● To do
Rewrite the entries below as one numbered list with one line per item, and leave out the blank lines.

● Supplied entries

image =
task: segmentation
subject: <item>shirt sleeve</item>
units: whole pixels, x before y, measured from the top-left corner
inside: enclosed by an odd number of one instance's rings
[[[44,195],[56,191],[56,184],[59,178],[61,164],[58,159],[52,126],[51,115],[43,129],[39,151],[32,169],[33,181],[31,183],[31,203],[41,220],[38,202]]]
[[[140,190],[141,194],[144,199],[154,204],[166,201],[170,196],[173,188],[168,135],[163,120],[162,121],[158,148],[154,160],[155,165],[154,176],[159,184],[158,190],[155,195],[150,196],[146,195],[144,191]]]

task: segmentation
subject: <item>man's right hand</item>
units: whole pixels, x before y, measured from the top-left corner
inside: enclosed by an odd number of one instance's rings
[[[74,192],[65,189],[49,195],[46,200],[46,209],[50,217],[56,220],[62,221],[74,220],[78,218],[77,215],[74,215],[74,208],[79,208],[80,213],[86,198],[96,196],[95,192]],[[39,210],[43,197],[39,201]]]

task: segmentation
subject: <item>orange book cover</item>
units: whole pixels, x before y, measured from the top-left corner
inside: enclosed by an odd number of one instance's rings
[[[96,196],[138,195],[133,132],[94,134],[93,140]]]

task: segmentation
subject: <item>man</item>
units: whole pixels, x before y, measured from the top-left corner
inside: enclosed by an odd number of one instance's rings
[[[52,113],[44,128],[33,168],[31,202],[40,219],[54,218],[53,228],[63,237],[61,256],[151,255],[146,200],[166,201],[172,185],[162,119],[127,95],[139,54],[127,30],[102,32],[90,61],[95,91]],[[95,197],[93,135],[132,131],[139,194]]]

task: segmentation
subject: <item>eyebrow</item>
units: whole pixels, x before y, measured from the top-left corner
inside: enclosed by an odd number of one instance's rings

● Written solution
1. image =
2. task: segmentation
3. subject: <item>shirt sleeve</item>
4. units: whole pixels, x before y, measured from the top-left corner
5. inside: enclosed by an odd number of one instance's rings
6. [[[44,195],[56,191],[56,184],[59,178],[61,164],[58,159],[52,126],[51,115],[43,129],[39,151],[32,169],[33,181],[31,183],[31,203],[41,220],[38,202]]]
7. [[[140,190],[141,194],[144,199],[154,204],[166,201],[170,196],[173,188],[168,135],[163,120],[162,121],[158,148],[154,160],[155,165],[154,176],[159,184],[158,190],[155,195],[150,196],[146,195],[144,191]]]
8. task: segmentation
9. subject: <item>man's right hand</item>
10. units: whole pixels, x before y, measured from the top-left corner
11. inside: enclosed by an odd number of one instance's rings
12. [[[74,192],[65,189],[49,195],[46,200],[46,209],[50,217],[56,220],[62,221],[74,220],[78,218],[77,215],[74,215],[74,208],[79,208],[80,213],[86,198],[96,196],[95,192]],[[39,210],[43,197],[39,201]]]
13. task: segmentation
14. subject: <item>orange book cover</item>
15. units: whole pixels, x before y, measured from the top-left corner
16. inside: enclosed by an odd number of one instance's rings
17. [[[96,196],[138,195],[133,132],[94,134],[93,140]]]
18. task: segmentation
19. subject: <item>man</item>
20. units: whole pixels, x before y, measured from the top-left corner
21. inside: enclosed by an odd number of one instance's rings
22. [[[52,113],[44,128],[33,168],[31,202],[40,219],[54,218],[53,228],[63,237],[61,256],[151,255],[146,200],[166,201],[172,185],[162,119],[127,95],[139,54],[127,30],[102,32],[90,61],[95,91]],[[95,197],[93,135],[132,131],[139,194]]]
23. task: segmentation
24. subject: <item>eyebrow</item>
25. units: whole pixels, x before y, measured from the top-left corner
26. inside: enclosed by an odd number of one instance's rings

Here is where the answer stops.